74
$\begingroup$

I was given an interesting dilemma today. A co-worker saw me adding a liquid (Diisopropyl ethylamine AKA DIPEA) to a flask filled with another liquid (Tetrahydrofuran AKA THF). I needed to weigh out exactly 5 grams of DIPEA into the THF and so I zero'd the scale with the flask+THF on it, then proceeded to add the DIPEA until the scale said 5.000g. Since masses are additive I assumed this was fine.

My co-worker, however, stopped and told me that although masses of two liquids are additive, the combined weights would not be, and since the scale measures weight as opposed to mass I had apparently just added an incorrect amount of DIPEA. He explained the reasoning to me but I'm a chemist, not a physicist and certainly not skilled in fluid mechanics, so I would like someone to dumb it down for me a bit or tell me if I'm way off.

Picture region annotation data:
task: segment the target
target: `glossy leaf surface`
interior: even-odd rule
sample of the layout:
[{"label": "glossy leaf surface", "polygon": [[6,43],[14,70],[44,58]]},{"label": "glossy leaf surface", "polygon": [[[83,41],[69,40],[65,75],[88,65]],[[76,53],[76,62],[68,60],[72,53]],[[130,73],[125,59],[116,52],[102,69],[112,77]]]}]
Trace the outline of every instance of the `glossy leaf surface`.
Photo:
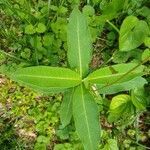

Problem requirements -
Write out the forum question above about weighing DIPEA into THF, word for word from "My co-worker, however, stopped" to "I'm way off.".

Expected answer -
My co-worker, however, stopped and told me that although masses of two liquids are additive, the combined weights would not be, and since the scale measures weight as opposed to mass I had apparently just added an incorrect amount of DIPEA. He explained the reasoning to me but I'm a chemist, not a physicist and certainly not skilled in fluid mechanics, so I would like someone to dumb it down for me a bit or tell me if I'm way off.